What to work on: Rewrite every item below, replacing "drop a marker on" with "place a point on" and leaving everything else unchanged. Omit the pictures from your version.

Point annotation dataset items:
***

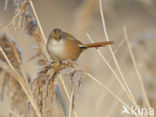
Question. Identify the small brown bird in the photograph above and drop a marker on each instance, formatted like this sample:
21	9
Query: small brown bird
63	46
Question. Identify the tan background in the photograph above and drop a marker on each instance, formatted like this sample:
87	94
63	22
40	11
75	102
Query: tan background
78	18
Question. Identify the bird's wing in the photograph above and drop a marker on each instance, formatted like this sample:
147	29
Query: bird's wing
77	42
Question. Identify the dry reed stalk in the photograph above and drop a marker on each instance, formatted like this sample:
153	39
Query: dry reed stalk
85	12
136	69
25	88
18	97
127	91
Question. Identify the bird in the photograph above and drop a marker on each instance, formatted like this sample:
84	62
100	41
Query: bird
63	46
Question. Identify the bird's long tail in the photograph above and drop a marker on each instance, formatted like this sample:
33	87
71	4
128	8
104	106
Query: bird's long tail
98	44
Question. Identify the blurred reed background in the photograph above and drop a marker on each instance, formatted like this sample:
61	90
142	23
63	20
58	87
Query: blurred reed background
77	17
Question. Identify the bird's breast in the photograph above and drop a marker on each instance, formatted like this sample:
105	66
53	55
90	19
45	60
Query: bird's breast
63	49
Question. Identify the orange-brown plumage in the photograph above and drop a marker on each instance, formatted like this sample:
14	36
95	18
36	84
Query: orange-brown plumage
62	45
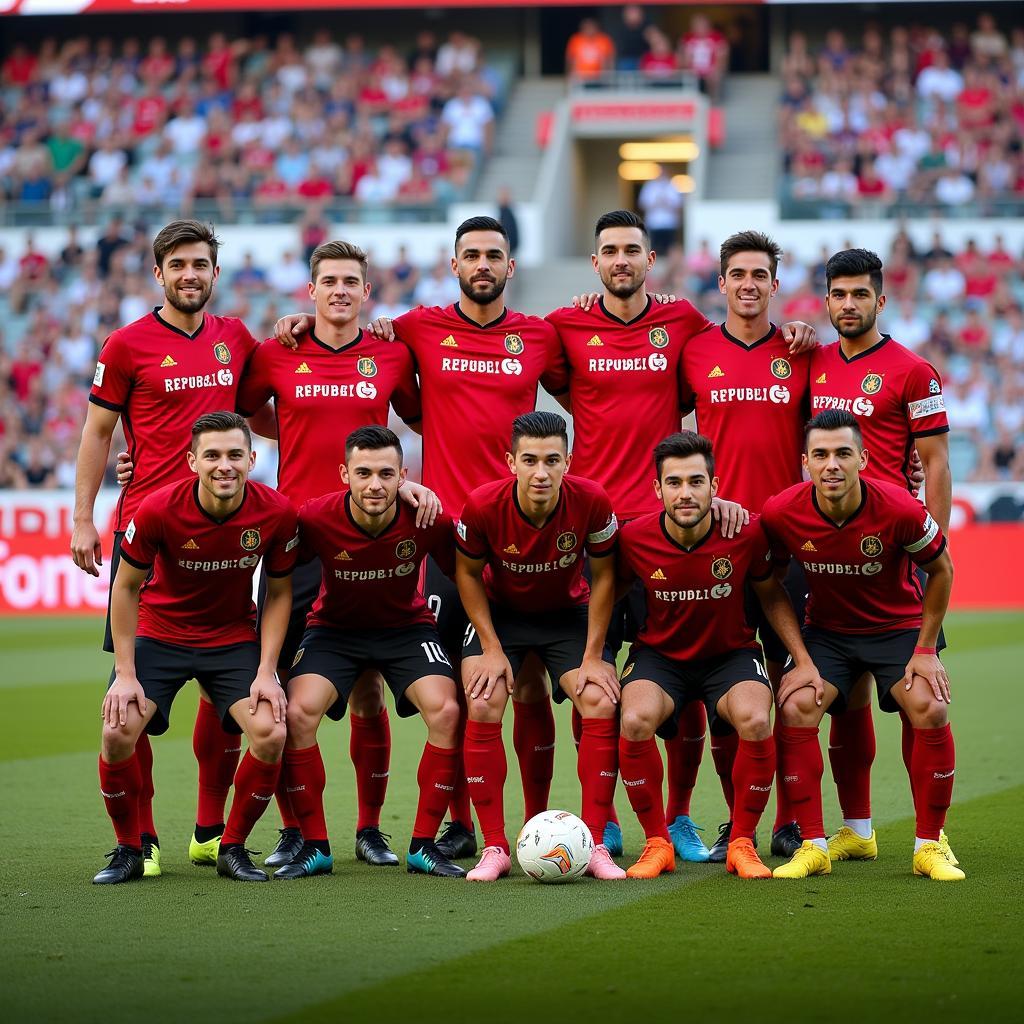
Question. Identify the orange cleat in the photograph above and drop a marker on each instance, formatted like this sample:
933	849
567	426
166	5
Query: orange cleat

***

The output:
Question. Identify the small brown bird in the photograph above and place a point on each instance, formatted like this sample:
21	9
Query: small brown bird
63	46
Question. Identify the tan background in the photograph above and place a point on each instance, formatted like this sample:
87	94
63	22
40	11
75	102
Query: tan background
78	18
Question. Identify the bird's wing in the photograph above and place a point on each instance, formatted like this sample:
147	29
Query: bird's wing
77	42
Question. Identify the dry reed stalk in the photograph above and place a point on each instance, formatted like this sample:
153	39
Query: dry reed stalk
85	12
136	69
25	88
18	97
127	91
Question. Identify the bird in the photograph above and place a point on each instance, formatted like this sample:
84	62
100	41
Query: bird
63	46
Question. Identify the bird's long tail in the photograph above and place a point on each instance, formatted like this sample:
33	87
71	4
128	8
104	106
Query: bird's long tail
98	44
Question. Identify the blurred reed background in the photograph above and place a point on each instance, formatted like this sample:
61	90
142	23
63	20
58	87
Query: blurred reed background
77	17
Question. Identify the bird's breast in the photograph above and place a point on each instance, formatted like this sample:
105	66
53	55
90	19
45	60
Query: bird's breast
63	49
Question. Identify the orange-brown plumage in the photograph above and place a point on each instance, formatted like this sample:
14	36
95	18
36	84
Query: orange-brown plumage
62	45
Question. Identify the orange cleat in the photograph above and place a point on each instance, formatted like this sample:
933	849
567	426
166	5
Query: orange cleat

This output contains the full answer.